Child abuse casts a shadow the length of a lifetime.
---- Herbert Ward
I decided to do a series of articles dealing with the issue of child sexual abuse when I read the Nashville Scene article "In the wake of suspected pedophile Elliot Lash's suicide, his wife tells her story" After reading this story, it reminded me of some things I witnessed as a child. In that regard, I am writing these articles because I have a daughter and I think it is imperative that parents teach their children the dangers of sexual abuse.
"Sexual abuse occurs by forcing or manipulating a child in a way that allows the sexual offender to touch the child's private parts (which may or may not include penetration), or takes photo's of children without any clothes on, or when an offender exposes him/herself to a child." Parents, it is important that you talk to your children about good touch vs. bad touch. Children need to understand that it is not okay when someone touches them inappropriately. Children must also know that they can come to their parents or legal guardians if they experience sexual abuse.
It is a huge misconception that child molesters and pedophiles are strangers. Statistics from the Rape, Abuse and Incest National Network found that 90% of child sexual abuse cases are committed by trusted family members and close friends. Reported cases of child sexual abuse in the United States are estimated at 80,000 children each year, according to federal statistics. In those same cases, it was reported that:
• 1 in 3 girls is sexually abused before the age of 18. (1)

◇ ◇ ◇ ◇ ◇ ◇ ◇

### Work item
Using the definition quoted in the article on child sexual abuse, list each act it says counts as sexual abuse of a child.

◇ ◇ ◇ ◇ ◇ ◇ ◇

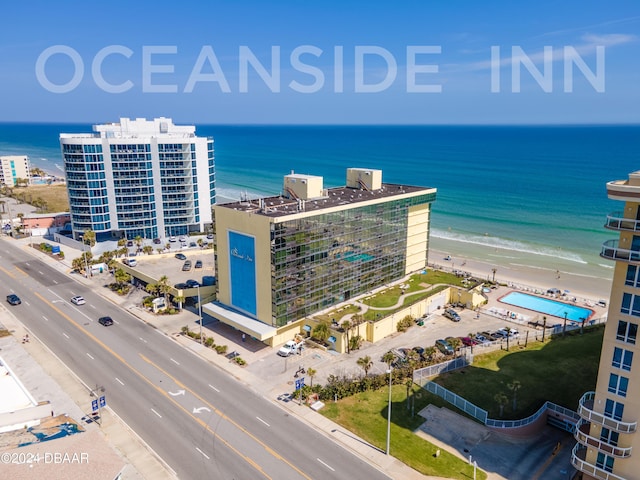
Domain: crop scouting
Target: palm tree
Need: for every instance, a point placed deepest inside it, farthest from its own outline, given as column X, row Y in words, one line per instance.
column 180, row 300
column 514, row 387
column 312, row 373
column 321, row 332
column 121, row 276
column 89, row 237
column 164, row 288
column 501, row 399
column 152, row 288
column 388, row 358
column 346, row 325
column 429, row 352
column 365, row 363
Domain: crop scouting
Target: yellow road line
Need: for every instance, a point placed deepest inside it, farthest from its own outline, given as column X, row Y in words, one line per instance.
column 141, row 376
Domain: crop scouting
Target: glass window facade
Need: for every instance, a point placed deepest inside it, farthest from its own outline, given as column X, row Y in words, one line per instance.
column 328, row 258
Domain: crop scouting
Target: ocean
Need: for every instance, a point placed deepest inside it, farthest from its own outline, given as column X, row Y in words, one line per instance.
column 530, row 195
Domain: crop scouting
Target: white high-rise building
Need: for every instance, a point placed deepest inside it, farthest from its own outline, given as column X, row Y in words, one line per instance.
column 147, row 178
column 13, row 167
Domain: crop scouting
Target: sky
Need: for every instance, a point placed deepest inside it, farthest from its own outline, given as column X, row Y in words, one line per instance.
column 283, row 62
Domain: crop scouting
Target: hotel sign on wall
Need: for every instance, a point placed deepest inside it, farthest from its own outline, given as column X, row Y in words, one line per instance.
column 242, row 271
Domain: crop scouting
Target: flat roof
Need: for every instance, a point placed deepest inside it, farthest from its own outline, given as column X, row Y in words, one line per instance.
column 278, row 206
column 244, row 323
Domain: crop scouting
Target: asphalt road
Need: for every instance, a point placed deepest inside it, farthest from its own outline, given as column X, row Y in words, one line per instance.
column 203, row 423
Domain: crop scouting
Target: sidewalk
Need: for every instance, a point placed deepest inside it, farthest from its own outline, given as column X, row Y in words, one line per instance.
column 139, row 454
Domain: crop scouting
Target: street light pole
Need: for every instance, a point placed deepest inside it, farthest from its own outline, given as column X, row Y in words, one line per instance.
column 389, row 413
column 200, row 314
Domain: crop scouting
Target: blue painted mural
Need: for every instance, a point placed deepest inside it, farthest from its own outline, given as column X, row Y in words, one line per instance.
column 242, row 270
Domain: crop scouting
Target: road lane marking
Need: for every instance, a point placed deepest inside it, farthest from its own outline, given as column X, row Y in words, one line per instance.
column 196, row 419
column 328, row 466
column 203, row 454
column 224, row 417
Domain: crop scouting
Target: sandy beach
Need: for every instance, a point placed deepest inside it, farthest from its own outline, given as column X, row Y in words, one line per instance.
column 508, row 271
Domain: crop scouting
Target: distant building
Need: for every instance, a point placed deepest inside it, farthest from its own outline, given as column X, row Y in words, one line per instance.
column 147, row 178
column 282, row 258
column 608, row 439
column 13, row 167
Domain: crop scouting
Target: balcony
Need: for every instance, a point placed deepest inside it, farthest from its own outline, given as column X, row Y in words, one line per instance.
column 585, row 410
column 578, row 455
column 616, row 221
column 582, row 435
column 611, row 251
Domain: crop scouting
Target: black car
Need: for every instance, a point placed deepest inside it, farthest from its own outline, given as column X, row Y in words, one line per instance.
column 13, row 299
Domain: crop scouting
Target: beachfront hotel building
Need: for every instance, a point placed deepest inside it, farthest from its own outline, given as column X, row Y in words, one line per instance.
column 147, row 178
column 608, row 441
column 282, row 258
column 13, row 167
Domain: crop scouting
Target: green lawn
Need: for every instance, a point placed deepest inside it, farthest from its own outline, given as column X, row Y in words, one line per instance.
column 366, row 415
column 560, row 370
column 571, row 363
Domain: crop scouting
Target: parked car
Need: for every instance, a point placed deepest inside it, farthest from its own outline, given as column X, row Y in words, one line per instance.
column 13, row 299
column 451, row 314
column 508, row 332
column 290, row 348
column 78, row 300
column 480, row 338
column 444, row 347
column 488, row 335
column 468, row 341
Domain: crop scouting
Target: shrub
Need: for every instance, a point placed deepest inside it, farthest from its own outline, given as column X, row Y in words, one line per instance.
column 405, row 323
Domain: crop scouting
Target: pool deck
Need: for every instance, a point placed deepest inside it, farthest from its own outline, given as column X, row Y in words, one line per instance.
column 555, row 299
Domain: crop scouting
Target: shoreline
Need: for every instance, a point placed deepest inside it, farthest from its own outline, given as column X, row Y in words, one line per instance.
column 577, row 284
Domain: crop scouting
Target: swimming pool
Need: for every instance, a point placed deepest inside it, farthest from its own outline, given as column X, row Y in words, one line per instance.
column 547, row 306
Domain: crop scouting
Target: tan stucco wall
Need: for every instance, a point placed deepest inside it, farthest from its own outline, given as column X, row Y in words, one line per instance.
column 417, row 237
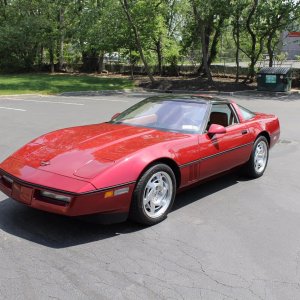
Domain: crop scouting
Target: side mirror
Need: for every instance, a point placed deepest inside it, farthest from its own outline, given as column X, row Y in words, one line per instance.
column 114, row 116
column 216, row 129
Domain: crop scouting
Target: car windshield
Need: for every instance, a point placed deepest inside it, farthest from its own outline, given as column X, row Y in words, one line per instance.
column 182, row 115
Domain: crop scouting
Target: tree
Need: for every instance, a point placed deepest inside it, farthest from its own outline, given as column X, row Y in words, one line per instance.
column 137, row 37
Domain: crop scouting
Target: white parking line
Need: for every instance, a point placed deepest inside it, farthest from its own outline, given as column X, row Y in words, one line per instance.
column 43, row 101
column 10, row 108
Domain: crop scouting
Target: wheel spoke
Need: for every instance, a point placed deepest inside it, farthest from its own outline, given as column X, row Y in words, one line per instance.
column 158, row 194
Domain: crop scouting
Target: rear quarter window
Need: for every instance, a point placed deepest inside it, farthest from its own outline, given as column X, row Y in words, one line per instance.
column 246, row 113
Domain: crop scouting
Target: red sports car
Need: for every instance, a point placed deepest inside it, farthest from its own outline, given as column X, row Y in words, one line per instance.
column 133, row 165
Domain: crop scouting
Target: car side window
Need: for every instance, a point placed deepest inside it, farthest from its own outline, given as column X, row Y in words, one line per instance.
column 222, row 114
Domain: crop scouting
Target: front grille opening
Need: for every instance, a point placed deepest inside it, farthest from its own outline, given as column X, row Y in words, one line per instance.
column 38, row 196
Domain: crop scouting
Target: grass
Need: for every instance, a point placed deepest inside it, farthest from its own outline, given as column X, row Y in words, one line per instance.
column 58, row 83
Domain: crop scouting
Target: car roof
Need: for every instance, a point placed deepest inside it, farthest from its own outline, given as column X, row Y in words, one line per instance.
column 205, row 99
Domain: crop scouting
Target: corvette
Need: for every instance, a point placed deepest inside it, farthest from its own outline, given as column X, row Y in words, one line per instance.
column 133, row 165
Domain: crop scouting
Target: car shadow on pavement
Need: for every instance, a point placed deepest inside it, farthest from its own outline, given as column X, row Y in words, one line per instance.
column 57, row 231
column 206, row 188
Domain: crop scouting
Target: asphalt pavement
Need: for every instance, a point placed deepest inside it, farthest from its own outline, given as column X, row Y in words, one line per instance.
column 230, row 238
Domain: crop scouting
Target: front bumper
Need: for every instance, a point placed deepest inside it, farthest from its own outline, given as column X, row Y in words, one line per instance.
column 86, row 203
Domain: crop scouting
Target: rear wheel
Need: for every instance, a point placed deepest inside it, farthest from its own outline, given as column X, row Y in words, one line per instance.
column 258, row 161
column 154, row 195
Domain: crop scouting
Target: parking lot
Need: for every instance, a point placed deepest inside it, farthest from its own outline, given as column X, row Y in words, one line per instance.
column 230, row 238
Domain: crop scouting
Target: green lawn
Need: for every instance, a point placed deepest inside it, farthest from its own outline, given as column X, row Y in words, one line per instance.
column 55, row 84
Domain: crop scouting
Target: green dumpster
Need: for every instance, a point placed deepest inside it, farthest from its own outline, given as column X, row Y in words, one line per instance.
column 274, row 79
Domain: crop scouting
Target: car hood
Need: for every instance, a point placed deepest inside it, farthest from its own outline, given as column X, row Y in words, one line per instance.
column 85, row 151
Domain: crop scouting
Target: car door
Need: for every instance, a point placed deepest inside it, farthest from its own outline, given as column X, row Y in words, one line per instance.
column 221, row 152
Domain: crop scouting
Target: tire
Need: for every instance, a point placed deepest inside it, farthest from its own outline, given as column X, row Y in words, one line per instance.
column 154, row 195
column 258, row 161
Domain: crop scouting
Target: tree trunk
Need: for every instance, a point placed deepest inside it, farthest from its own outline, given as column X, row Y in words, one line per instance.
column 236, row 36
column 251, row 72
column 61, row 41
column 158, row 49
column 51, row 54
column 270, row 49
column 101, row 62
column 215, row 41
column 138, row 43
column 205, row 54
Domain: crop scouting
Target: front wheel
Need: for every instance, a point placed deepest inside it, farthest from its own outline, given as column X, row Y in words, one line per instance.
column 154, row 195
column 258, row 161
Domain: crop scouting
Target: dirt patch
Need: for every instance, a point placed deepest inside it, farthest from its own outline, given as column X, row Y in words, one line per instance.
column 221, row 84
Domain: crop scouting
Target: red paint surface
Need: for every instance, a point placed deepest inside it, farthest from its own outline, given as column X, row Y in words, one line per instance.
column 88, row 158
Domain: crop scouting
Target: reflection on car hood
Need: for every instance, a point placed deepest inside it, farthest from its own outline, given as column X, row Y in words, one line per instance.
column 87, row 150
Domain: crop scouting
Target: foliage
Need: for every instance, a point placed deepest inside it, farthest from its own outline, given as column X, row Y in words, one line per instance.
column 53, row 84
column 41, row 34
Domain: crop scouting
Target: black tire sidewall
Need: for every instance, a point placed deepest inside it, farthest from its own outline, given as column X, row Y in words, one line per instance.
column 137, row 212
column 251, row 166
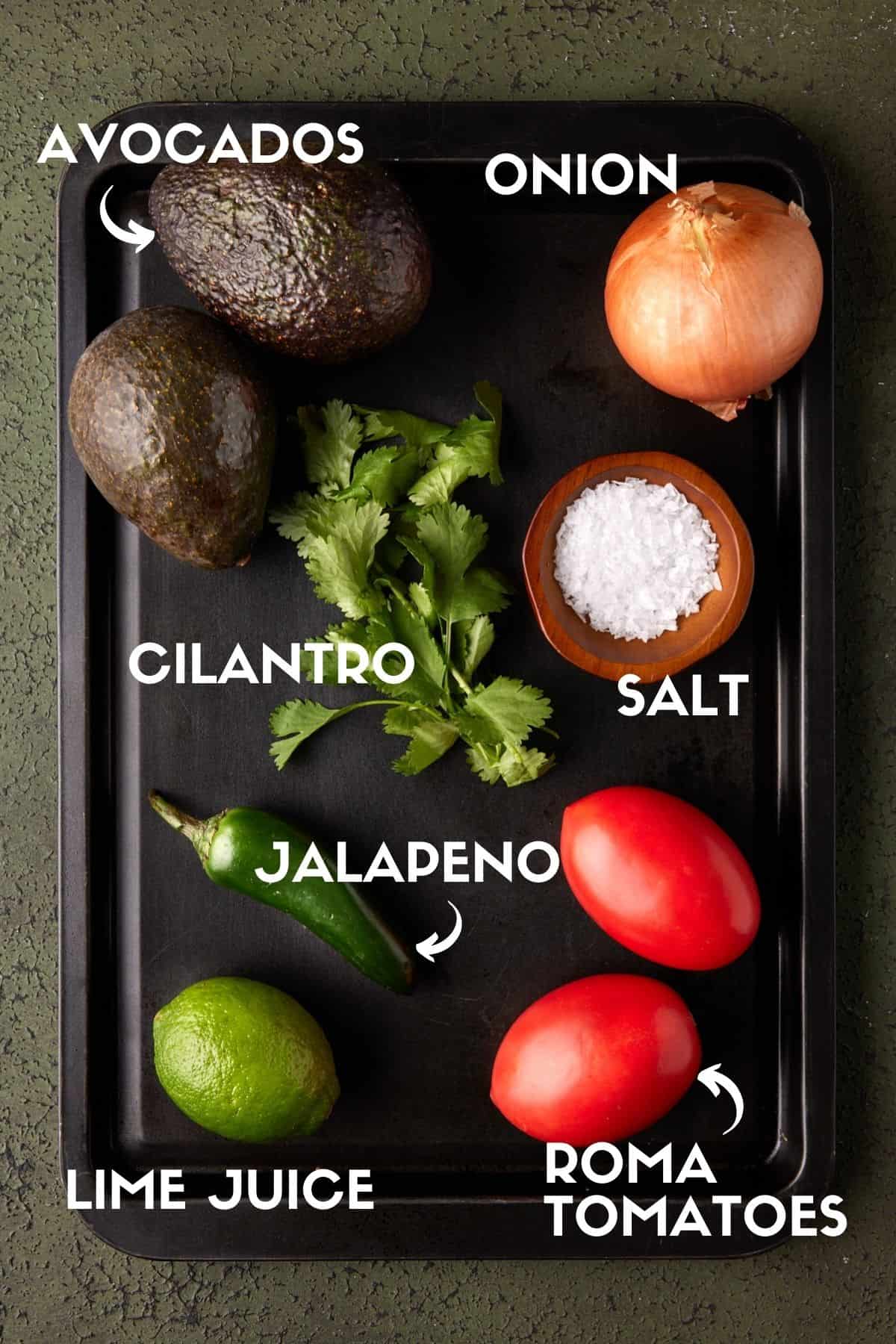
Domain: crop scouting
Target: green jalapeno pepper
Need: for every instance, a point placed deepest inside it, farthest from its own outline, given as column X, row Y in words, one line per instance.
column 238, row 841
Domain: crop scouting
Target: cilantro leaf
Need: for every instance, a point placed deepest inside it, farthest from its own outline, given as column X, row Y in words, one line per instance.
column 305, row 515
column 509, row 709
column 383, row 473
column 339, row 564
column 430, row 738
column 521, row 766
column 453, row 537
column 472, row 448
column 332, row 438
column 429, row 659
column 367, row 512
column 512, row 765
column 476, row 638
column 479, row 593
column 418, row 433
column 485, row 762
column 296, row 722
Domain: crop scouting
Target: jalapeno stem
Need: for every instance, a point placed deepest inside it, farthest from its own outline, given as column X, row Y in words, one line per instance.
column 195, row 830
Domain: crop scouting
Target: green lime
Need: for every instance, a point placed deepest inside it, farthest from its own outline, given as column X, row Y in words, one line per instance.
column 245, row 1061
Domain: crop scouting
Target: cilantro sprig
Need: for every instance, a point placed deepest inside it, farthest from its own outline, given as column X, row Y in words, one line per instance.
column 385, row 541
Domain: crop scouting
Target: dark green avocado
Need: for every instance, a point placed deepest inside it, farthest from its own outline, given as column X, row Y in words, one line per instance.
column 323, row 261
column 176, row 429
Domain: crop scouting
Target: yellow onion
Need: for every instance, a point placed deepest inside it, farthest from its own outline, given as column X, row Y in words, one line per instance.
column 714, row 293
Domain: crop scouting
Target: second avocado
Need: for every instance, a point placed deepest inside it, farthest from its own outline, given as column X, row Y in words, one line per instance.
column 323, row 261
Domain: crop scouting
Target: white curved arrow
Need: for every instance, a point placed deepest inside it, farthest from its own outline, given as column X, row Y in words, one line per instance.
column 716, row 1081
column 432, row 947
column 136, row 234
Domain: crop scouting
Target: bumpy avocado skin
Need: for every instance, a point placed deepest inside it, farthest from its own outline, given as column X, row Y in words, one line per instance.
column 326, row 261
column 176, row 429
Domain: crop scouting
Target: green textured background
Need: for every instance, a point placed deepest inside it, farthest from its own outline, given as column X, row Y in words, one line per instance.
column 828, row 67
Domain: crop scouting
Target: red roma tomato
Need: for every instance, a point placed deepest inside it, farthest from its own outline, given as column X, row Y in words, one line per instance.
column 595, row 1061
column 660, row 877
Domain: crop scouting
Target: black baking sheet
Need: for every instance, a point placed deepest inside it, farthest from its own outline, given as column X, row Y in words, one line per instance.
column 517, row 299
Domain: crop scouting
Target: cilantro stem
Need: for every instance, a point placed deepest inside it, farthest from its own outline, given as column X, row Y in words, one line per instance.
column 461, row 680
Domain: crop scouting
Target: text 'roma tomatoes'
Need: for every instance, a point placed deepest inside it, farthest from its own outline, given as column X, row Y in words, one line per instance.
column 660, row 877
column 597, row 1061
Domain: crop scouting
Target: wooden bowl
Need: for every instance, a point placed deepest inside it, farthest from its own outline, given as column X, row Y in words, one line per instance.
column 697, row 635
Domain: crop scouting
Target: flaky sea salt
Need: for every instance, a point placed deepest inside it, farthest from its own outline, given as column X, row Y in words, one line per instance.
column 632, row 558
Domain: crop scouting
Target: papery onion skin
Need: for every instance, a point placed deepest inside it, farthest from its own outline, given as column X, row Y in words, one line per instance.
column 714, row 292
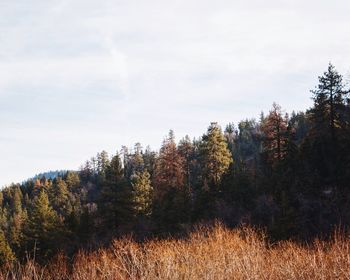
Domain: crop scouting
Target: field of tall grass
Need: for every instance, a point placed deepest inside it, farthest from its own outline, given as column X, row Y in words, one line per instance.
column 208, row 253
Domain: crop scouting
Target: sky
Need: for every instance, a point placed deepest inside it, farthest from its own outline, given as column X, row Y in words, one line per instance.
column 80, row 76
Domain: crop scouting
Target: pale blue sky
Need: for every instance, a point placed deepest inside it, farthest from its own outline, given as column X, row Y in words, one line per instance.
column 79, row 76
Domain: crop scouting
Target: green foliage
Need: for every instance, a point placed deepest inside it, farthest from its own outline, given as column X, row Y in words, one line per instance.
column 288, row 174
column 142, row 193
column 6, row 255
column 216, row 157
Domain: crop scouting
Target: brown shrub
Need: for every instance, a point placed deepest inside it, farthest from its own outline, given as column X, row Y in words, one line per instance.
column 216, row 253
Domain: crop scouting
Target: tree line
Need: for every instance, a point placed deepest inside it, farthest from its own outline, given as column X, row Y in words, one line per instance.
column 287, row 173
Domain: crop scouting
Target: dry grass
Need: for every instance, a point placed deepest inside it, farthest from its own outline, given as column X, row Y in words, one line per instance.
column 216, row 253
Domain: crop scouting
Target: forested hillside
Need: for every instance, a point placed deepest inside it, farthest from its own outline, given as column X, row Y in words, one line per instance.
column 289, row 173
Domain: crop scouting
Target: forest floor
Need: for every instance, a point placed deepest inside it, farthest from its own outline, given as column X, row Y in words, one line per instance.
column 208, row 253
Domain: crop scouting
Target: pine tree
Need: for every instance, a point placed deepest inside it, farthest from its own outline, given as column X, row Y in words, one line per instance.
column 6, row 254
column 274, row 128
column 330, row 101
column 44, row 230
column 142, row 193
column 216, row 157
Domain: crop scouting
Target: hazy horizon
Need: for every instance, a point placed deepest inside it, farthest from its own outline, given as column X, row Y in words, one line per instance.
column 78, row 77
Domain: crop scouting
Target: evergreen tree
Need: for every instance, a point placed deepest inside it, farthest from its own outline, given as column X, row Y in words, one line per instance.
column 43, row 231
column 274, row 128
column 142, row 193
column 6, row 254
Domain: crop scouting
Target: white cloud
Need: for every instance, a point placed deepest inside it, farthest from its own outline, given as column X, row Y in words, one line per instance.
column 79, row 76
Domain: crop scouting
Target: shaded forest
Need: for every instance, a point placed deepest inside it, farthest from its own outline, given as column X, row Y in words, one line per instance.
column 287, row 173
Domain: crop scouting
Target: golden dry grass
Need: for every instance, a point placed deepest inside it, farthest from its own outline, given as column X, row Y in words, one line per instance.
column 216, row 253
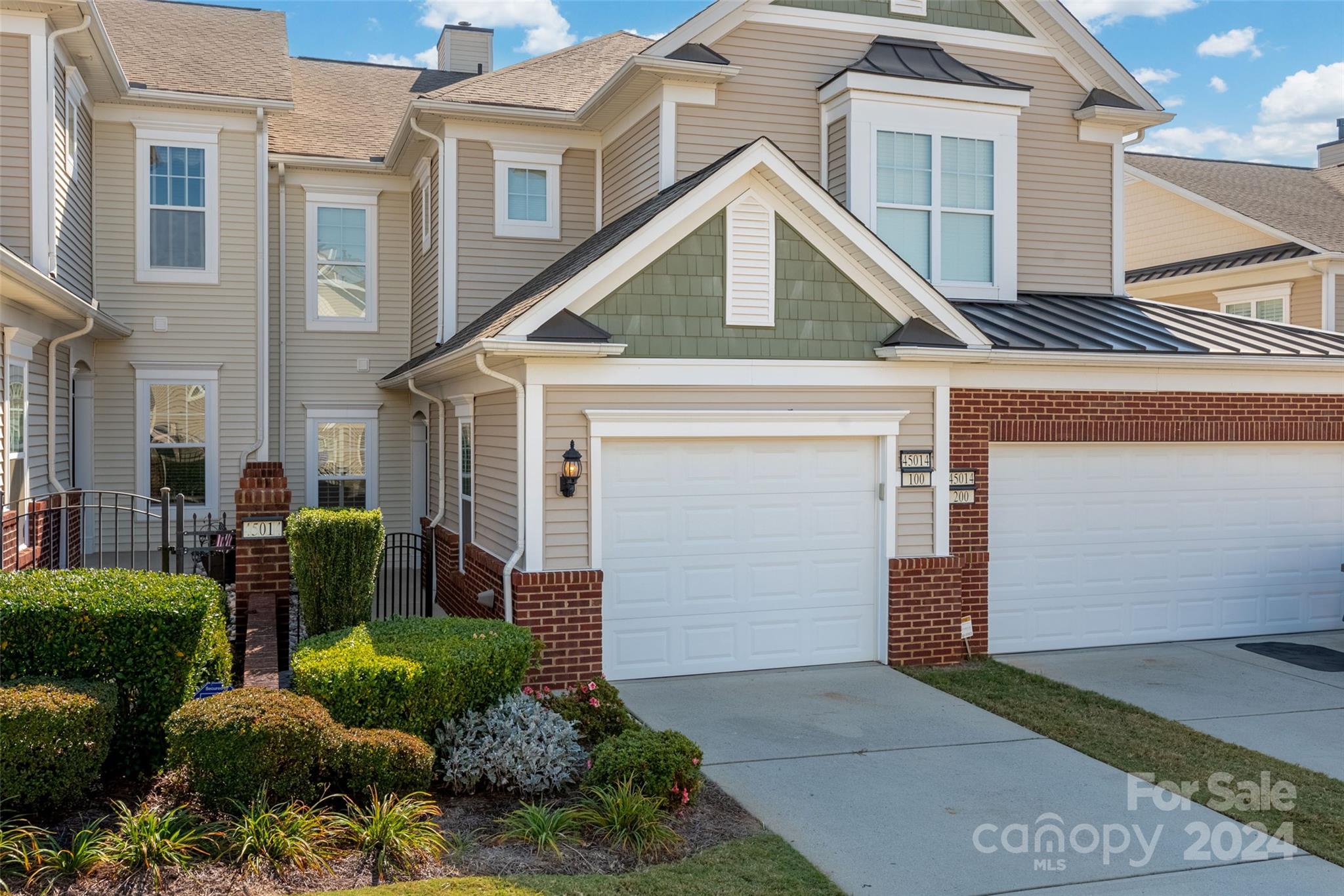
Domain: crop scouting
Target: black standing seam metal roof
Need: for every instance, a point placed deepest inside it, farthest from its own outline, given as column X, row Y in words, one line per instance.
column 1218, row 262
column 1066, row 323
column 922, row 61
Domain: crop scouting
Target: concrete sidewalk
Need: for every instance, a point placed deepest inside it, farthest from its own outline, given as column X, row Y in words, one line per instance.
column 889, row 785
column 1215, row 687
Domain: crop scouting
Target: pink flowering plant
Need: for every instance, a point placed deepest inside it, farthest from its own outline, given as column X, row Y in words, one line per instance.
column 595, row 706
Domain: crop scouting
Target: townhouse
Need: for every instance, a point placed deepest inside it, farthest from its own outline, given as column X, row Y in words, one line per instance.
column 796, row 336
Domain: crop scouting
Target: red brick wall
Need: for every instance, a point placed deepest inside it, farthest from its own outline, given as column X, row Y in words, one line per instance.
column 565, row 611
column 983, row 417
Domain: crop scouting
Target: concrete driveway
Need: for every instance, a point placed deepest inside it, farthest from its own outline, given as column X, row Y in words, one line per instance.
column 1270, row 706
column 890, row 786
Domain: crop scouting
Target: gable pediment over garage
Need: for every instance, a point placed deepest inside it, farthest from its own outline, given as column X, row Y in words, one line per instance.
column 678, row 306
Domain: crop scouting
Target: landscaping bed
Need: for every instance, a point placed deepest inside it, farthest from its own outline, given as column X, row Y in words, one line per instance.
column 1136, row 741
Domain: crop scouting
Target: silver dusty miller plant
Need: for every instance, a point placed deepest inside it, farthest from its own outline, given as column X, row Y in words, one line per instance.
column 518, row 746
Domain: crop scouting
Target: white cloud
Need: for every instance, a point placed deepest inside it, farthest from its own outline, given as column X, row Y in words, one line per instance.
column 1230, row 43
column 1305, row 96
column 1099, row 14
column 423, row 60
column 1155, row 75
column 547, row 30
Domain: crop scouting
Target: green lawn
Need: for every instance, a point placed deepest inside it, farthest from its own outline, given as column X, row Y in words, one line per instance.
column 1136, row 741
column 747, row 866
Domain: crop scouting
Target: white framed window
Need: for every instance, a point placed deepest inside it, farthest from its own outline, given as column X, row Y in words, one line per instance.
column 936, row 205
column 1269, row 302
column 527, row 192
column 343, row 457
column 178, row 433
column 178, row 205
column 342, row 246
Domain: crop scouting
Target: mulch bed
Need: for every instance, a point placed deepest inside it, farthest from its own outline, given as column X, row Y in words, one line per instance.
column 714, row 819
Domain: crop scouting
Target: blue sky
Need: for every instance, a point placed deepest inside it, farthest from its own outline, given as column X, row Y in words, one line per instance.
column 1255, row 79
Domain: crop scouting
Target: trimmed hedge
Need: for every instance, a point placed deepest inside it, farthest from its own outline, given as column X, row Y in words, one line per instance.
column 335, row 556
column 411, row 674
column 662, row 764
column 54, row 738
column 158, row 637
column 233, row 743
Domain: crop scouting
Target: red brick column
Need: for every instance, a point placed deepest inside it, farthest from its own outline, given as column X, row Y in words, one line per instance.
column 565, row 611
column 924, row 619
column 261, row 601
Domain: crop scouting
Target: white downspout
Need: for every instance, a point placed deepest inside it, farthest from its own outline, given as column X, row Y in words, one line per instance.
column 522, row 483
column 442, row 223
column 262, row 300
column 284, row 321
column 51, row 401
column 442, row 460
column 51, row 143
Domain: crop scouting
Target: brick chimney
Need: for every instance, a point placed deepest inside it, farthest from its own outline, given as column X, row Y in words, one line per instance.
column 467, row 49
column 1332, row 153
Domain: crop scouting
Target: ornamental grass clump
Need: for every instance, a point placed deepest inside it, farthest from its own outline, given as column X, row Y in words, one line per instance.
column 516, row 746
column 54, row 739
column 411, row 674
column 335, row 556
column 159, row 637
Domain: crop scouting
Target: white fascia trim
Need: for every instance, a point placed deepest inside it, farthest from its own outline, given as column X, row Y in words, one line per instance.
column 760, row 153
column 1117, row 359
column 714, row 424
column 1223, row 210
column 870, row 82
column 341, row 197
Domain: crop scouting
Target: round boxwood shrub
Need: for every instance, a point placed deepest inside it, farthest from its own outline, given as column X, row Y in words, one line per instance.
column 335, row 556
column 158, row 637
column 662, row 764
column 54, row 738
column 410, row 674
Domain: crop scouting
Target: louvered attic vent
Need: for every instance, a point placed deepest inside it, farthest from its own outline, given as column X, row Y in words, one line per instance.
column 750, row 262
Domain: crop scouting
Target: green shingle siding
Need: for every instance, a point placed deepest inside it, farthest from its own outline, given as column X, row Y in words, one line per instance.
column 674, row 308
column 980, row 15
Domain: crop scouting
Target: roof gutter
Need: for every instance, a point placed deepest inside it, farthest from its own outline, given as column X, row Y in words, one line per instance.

◇ ◇ ◇ ◇ ◇ ◇ ◇

### Answer for this exercise
- Forcing or manipulating a child in a way that lets the sexual offender touch the child's private parts, which may or may not include penetration
- Taking photos of children without any clothes on
- An offender exposing him/herself to a child